** Exercise inputs **
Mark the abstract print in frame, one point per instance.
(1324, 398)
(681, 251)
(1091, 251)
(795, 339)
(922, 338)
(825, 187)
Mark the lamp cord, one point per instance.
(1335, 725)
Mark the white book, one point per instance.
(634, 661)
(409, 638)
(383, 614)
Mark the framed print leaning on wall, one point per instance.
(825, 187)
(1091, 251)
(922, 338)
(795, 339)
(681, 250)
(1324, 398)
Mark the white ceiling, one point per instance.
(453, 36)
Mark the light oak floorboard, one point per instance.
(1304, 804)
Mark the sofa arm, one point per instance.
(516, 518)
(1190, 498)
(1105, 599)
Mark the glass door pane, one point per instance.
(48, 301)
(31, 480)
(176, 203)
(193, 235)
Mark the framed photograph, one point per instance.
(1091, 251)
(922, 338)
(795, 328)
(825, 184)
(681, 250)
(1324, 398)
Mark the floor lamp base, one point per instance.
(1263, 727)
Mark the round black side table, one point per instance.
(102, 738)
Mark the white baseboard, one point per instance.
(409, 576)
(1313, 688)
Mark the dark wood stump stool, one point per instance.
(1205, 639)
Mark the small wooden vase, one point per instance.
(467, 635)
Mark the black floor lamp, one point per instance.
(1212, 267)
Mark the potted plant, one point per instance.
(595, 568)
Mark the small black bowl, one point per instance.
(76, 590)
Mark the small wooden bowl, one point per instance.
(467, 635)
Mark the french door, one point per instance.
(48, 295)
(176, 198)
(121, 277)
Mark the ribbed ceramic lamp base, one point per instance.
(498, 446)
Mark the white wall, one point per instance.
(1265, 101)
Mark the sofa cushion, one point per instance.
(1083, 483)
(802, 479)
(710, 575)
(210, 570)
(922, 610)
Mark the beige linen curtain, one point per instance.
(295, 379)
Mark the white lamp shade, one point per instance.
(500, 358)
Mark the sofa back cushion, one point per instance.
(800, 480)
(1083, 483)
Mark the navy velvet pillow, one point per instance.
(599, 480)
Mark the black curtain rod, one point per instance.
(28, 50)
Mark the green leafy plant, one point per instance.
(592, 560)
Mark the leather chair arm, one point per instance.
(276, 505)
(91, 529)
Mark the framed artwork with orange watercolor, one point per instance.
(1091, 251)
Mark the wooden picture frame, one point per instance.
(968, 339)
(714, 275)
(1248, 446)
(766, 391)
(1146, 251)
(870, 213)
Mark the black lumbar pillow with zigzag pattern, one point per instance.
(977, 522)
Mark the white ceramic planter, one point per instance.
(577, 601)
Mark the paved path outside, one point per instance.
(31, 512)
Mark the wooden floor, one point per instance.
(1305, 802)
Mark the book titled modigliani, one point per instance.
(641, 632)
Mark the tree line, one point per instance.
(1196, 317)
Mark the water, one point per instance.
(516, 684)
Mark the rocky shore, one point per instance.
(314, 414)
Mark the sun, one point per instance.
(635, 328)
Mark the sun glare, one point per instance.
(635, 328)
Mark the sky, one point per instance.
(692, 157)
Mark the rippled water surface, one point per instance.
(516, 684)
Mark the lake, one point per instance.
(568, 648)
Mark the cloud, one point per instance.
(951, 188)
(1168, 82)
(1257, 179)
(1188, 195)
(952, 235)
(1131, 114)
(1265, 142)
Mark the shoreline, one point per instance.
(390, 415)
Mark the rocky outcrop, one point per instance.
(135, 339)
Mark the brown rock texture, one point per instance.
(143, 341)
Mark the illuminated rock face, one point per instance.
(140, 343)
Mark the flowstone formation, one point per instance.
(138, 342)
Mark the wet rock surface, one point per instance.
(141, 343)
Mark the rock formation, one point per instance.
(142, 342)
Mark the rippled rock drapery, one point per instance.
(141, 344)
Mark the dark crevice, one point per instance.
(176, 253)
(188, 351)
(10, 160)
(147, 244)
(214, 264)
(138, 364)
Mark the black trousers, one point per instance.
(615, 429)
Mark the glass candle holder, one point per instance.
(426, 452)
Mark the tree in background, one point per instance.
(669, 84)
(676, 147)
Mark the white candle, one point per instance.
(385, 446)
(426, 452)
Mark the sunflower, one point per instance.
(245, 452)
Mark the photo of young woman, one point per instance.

** Given request **
Copy every one of the records above word for word, keeping each line as it stands.

** Complete response **
Mark the abstract print in frame, one point per instance.
(1324, 398)
(681, 251)
(1091, 251)
(795, 339)
(922, 338)
(825, 187)
Mark the lamp cord, one point per instance.
(1335, 725)
Mark the white book, one point per instance.
(634, 661)
(409, 638)
(383, 614)
Mark the framed print leaning on wall, one point per instance.
(825, 187)
(1091, 251)
(922, 338)
(795, 339)
(681, 250)
(1324, 398)
Mark the white ceiling, one point per instance.
(453, 36)
Mark the light oak floorboard, one point per instance.
(1304, 804)
Mark the sofa arm, one point per instance.
(516, 518)
(1190, 498)
(1105, 599)
Mark the glass door pane, one point per instance.
(48, 301)
(31, 480)
(176, 203)
(193, 235)
Mark the framed photograph, one point per instance.
(1091, 251)
(922, 338)
(795, 328)
(825, 184)
(681, 250)
(1324, 398)
Mark the floor lamp base, one point per instance.
(1263, 727)
Mark the round black side table, one point per instance.
(102, 738)
Mark the white baseboard, one point per instance.
(409, 576)
(1313, 688)
Mark the dark wood stump stool, one point per instance.
(1205, 639)
Mark the small wooden vase, one point per instance.
(467, 635)
Mark the black floor lamp, one point per instance.
(1212, 267)
Mark the potted plant, one point per instance.
(595, 568)
Mark the small black bowl, one point per instance.
(76, 590)
Mark the small wooden bowl, one point per instance.
(467, 635)
Mark the french door, one point per instance.
(48, 295)
(176, 198)
(121, 277)
Mark the ribbed ceramic lamp base, one point per instance.
(498, 446)
Mark the white wall, one point per instance.
(1265, 101)
Mark the sofa cushion, one point per instance.
(1083, 483)
(802, 479)
(710, 575)
(210, 570)
(922, 610)
Mark the beige linen curtain, one point per instance.
(295, 379)
Mark the white lamp shade, one point per instance.
(500, 358)
Mark the sofa back cushion, one point per instance.
(800, 480)
(1083, 483)
Mark the navy velvet pillow, one point per instance.
(599, 480)
Mark the black curtain rod, one point per instance.
(28, 50)
Mark the green leafy plant, one point per instance.
(592, 560)
Mark the leather chair arm, one point per instance.
(276, 505)
(91, 529)
Mark the framed artwork with orange watercolor, one point per instance.
(1091, 251)
Mark the wooden picture frame, one point per instance.
(968, 339)
(714, 275)
(1248, 446)
(766, 391)
(1146, 251)
(870, 213)
Mark the black lumbar pillow with zigzag pattern, one point per instance.
(977, 522)
Mark the white ceramic planter, one point per instance.
(577, 601)
Mark the paved path outside, one point per instance.
(31, 512)
Mark the wooden floor, one point per instance.
(1305, 802)
Mark the book titled modigliani, one point per instance.
(641, 632)
Mark the tree line, one point per instance.
(1196, 317)
Mark the water, one point per instance.
(516, 684)
Mark the rocky shore, one point per instance.
(314, 414)
Mark the sun, one point per instance.
(635, 328)
Mark the sun glare, one point per instance.
(635, 328)
Mark the sky, one point per instance.
(692, 157)
Mark the rippled water surface, one point per instance.
(516, 684)
Mark the lake, one point per instance.
(568, 648)
Mark the cloud, one point per instance.
(951, 188)
(1168, 82)
(1257, 179)
(1188, 195)
(952, 235)
(1131, 114)
(1265, 142)
Mark the shoreline, one point per instance.
(390, 415)
Mark the rocky outcrop, one point per instance.
(135, 339)
Mark the brown rock texture, one point per instance.
(143, 341)
Mark the illuminated rock face, one point per instance.
(140, 343)
Mark the flowstone formation, one point per instance.
(138, 342)
Mark the wet rock surface, one point per instance.
(141, 343)
Mark the rock formation, one point per instance.
(142, 342)
Mark the rippled rock drapery, one point per instance.
(141, 344)
Mark the dark crevice, one point per instance.
(176, 253)
(188, 351)
(10, 160)
(147, 244)
(214, 264)
(138, 364)
Mark the black trousers, one point per instance.
(615, 429)
Mark the glass candle holder, one point per instance.
(426, 452)
Mark the tree in background, one point per instance.
(669, 84)
(676, 147)
Mark the white candle, one point per instance.
(385, 446)
(426, 452)
Mark the sunflower, one point per instance.
(245, 452)
Mark the photo of young woman, one point per instance.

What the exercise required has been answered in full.